__Instructions for the task__
Reproduce the whole listing that follows, character for character, and drop the images.

__Exercise inputs__
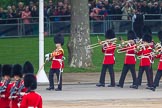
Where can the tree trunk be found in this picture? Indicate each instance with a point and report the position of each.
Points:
(79, 56)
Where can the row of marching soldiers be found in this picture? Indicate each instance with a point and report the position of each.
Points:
(145, 49)
(19, 91)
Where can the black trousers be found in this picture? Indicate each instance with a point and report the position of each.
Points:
(148, 75)
(151, 76)
(51, 78)
(157, 78)
(111, 73)
(125, 70)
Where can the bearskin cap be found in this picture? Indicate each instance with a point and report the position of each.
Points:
(30, 81)
(147, 38)
(7, 70)
(28, 67)
(109, 34)
(146, 30)
(59, 38)
(0, 70)
(131, 35)
(17, 70)
(160, 35)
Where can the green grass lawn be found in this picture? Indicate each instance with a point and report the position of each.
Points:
(19, 50)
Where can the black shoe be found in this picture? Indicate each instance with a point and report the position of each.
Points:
(58, 89)
(50, 88)
(134, 86)
(148, 87)
(100, 85)
(152, 88)
(111, 85)
(118, 85)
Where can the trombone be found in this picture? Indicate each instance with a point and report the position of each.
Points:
(103, 43)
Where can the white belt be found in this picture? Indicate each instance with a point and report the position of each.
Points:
(130, 54)
(108, 54)
(60, 60)
(145, 57)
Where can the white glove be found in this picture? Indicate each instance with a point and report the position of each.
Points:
(47, 59)
(47, 55)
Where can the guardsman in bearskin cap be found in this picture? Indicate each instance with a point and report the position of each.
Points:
(144, 52)
(5, 86)
(57, 63)
(147, 31)
(31, 99)
(27, 68)
(159, 71)
(109, 60)
(14, 96)
(0, 72)
(130, 60)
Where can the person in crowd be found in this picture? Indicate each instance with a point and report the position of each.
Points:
(127, 10)
(57, 63)
(109, 59)
(144, 52)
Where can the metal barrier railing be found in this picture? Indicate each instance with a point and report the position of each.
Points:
(55, 24)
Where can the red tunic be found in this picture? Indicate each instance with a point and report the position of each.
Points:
(4, 101)
(145, 53)
(31, 99)
(151, 57)
(109, 50)
(57, 61)
(14, 102)
(160, 61)
(130, 55)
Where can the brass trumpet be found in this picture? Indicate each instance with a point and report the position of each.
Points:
(158, 49)
(142, 56)
(102, 43)
(142, 46)
(126, 46)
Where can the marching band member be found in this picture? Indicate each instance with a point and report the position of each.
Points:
(27, 68)
(108, 61)
(31, 99)
(14, 97)
(130, 60)
(145, 62)
(159, 71)
(5, 86)
(0, 72)
(57, 63)
(147, 31)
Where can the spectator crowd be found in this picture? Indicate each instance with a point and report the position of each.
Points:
(98, 10)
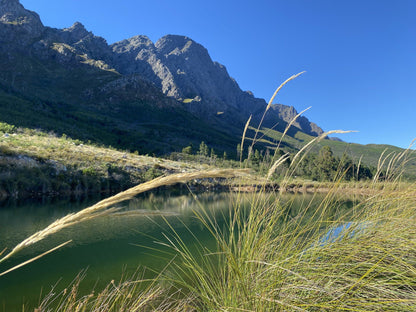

__Exercise answer__
Where can the tree trunk be found in this picture? Indicate each instance with a point and report the position of each.
Points:
(79, 56)
Where can the row of marching soldiers be found in this picture? Indicate each instance with a point and report the position of each.
Points:
(145, 49)
(19, 91)
Where can the black trousers be found in this picture? Indicate each instance with a point and report the position of each.
Points:
(148, 75)
(151, 76)
(51, 78)
(157, 78)
(111, 73)
(125, 70)
Where can the bearskin cap be found in this picture? Indicate each instance with a point and report the position of each.
Points:
(30, 81)
(147, 38)
(7, 70)
(28, 67)
(109, 34)
(146, 30)
(59, 38)
(0, 70)
(131, 35)
(17, 70)
(160, 35)
Where can the green grass lawn be found in this picture? Indicate each instance with a point and report the position of each.
Points:
(19, 50)
Where can the black shoe be found in this picture? Indicate each instance with a point and report the position of each.
Points:
(58, 89)
(50, 88)
(134, 86)
(148, 87)
(100, 85)
(152, 88)
(111, 85)
(118, 85)
Where can the trombone be found in this picture? Indicate each instance with a point and report the position of each.
Points:
(103, 43)
Where can the white belt be found in this picture? Indicate each instance with a point and report the position of each.
Points:
(130, 54)
(108, 54)
(60, 60)
(145, 57)
Where can the white glove be found in this picture? Indicate each instance with a point and report the position of each.
Points:
(47, 59)
(47, 55)
Where can the guardsman in bearskin cap be found in this picture? Indicate each instance with a point and report the position of each.
Points:
(144, 52)
(5, 86)
(57, 63)
(147, 31)
(31, 99)
(27, 68)
(159, 71)
(109, 60)
(14, 96)
(0, 72)
(130, 60)
Where can the person in crowd be found in this picture? Indicate each instance with a point and report the position of each.
Points:
(127, 10)
(57, 63)
(109, 59)
(144, 52)
Where can the metal barrier railing be found in this picture? Indicate each instance with a point and report the position of each.
Points:
(55, 24)
Where can the red tunic be found in this picture? Indicate each instance with a point and report the position of each.
Points:
(4, 101)
(145, 53)
(31, 99)
(151, 57)
(109, 50)
(57, 61)
(14, 102)
(160, 61)
(130, 55)
Where can the brass trumpet be found in this picture? Indicate each instance with a point and report the position of each.
Points:
(158, 49)
(142, 56)
(102, 43)
(142, 46)
(126, 46)
Where can the marching band member be found in this picture? Indicate each instance with a point and report the position of each.
Points:
(27, 68)
(108, 61)
(31, 99)
(14, 97)
(130, 60)
(145, 62)
(159, 71)
(5, 86)
(0, 72)
(57, 63)
(147, 31)
Where can the spectator crowd be found in this picture? Indicate each instance with a point and report the position of each.
Points:
(98, 10)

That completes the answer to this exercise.